Directions >> Rewrite the items in the stretch from the line containing "the tree bark" through the line containing "pine tree trunk", both included, copying each line's wording unchanged. Multiply every coordinate by 1.55 and round it to a whole number, rounding halves up.

Entries from a dataset >>

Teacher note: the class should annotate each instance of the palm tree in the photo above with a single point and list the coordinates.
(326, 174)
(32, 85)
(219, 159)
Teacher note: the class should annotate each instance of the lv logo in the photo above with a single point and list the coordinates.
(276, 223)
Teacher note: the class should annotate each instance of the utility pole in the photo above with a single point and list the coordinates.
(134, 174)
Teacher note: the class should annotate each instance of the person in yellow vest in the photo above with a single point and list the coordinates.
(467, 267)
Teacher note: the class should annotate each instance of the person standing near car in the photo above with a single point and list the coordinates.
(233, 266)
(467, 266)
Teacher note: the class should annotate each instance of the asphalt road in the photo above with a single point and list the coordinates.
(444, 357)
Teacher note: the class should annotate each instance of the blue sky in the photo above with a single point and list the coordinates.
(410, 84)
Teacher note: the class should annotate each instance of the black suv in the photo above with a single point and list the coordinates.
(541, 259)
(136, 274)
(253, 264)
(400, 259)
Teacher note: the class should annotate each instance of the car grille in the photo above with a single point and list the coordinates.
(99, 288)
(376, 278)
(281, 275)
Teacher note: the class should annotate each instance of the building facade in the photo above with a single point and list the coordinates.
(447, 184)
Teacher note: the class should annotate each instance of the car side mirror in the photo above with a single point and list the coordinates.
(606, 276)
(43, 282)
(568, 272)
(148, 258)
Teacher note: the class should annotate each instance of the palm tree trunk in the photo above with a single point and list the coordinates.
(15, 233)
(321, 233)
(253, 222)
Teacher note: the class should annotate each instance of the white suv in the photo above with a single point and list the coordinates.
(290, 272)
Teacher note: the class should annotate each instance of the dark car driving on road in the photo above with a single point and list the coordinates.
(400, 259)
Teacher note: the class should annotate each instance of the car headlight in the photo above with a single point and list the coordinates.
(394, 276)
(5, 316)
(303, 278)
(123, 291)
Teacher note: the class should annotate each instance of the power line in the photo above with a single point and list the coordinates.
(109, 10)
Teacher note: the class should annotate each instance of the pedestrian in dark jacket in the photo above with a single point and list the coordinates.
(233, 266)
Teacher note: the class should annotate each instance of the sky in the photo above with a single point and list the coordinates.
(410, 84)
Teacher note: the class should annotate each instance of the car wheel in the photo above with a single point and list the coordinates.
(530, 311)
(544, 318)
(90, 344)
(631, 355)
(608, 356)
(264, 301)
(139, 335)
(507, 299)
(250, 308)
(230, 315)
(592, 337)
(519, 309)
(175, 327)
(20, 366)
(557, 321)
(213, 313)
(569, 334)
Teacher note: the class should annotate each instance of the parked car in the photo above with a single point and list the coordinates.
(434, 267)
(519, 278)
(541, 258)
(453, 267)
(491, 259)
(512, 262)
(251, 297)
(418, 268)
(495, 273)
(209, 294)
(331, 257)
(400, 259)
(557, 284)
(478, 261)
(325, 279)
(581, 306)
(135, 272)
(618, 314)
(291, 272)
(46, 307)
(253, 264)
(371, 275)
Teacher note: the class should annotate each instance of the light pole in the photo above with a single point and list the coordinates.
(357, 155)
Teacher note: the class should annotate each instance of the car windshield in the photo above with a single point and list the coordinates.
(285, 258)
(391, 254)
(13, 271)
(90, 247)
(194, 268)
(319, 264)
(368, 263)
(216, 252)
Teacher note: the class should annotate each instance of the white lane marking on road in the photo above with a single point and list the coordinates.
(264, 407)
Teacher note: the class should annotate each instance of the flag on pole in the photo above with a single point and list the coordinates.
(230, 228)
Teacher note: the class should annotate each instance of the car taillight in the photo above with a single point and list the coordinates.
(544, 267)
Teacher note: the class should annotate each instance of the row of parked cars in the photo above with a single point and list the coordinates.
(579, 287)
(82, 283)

==

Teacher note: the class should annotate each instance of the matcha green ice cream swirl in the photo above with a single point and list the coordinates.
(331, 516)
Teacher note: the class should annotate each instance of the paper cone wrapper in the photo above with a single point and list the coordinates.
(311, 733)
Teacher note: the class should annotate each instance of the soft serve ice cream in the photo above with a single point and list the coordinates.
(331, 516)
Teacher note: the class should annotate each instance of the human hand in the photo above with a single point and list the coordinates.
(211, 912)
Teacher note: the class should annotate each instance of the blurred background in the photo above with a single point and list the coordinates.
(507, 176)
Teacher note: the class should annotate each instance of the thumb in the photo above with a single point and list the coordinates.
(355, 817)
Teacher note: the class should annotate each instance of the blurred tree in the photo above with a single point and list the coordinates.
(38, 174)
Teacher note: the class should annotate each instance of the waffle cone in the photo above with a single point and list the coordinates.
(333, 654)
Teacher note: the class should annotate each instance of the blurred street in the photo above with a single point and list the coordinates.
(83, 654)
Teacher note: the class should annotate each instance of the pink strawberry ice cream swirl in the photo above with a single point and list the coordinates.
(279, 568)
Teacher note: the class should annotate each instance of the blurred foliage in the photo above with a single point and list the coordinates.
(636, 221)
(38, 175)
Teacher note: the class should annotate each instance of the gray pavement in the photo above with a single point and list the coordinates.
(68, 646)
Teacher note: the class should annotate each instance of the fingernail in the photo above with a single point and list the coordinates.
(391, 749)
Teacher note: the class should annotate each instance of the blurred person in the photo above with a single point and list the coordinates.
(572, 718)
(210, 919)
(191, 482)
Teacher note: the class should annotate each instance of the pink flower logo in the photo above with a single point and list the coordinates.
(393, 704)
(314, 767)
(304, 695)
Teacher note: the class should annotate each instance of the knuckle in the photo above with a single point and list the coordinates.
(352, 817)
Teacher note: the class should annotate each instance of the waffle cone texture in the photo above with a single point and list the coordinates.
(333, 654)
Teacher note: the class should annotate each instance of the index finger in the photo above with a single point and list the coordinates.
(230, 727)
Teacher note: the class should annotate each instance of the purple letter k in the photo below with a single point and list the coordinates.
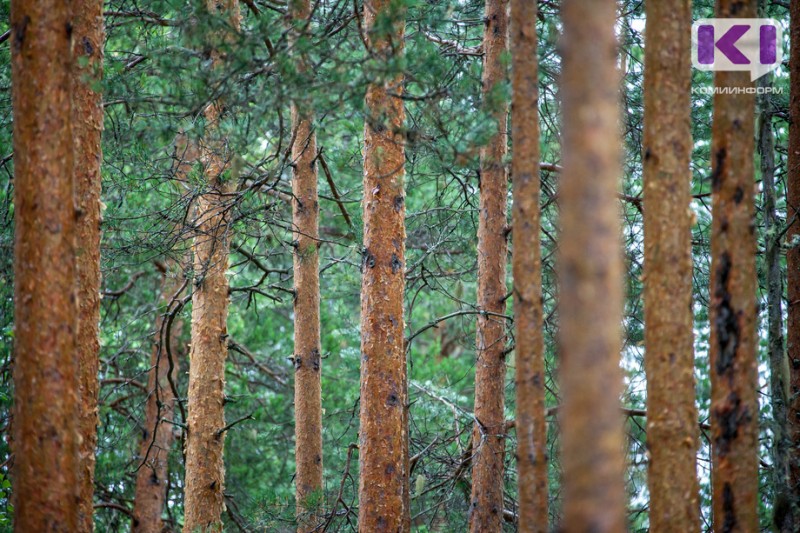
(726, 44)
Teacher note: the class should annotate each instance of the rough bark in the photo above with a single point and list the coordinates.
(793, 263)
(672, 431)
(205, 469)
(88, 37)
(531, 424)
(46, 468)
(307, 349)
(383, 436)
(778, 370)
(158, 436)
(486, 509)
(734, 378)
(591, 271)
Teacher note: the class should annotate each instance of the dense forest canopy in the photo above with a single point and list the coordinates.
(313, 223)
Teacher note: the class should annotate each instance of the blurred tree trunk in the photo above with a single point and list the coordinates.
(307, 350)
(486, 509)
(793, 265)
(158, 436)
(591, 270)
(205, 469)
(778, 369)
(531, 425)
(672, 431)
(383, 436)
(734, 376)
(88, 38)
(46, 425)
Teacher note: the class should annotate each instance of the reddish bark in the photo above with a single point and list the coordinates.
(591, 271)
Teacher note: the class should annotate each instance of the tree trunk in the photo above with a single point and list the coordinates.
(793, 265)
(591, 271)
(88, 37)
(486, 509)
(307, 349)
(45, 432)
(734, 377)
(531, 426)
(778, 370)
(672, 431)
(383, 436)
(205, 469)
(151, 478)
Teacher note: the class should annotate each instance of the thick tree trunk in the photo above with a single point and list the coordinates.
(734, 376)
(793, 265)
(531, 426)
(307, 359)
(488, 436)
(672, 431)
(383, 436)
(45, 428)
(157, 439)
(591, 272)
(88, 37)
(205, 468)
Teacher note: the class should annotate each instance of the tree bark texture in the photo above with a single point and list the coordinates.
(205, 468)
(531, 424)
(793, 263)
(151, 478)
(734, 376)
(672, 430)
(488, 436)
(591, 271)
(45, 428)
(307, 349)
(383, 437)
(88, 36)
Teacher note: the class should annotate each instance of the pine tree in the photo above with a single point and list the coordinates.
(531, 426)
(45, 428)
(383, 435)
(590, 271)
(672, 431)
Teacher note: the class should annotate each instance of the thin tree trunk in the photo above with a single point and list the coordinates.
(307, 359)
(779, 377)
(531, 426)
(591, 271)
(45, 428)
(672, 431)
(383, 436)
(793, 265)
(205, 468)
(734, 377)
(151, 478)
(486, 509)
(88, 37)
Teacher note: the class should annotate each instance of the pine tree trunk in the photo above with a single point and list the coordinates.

Solution >>
Teacher note: the class should annotate each instance of the tree bark texture in the photo above with a single point and list the coordinates.
(318, 725)
(823, 657)
(1229, 408)
(234, 741)
(1138, 583)
(1042, 667)
(756, 676)
(916, 420)
(70, 663)
(476, 541)
(594, 677)
(136, 56)
Teacher note: the class should annotate each instance of the pine tree in the photo above with a single point and list the coordinates.
(823, 660)
(70, 663)
(594, 674)
(915, 420)
(1042, 668)
Teacher note: the class should annotate each instance of the thin tree trunk in the photo above with a single point and list the coordinates.
(476, 556)
(1207, 584)
(823, 660)
(916, 420)
(70, 663)
(1042, 668)
(594, 676)
(1229, 411)
(318, 725)
(1138, 584)
(234, 741)
(753, 789)
(136, 57)
Teacher note: the class should annotate each instance of the pine tree trunk in the photo above with a single point and list the coordinates.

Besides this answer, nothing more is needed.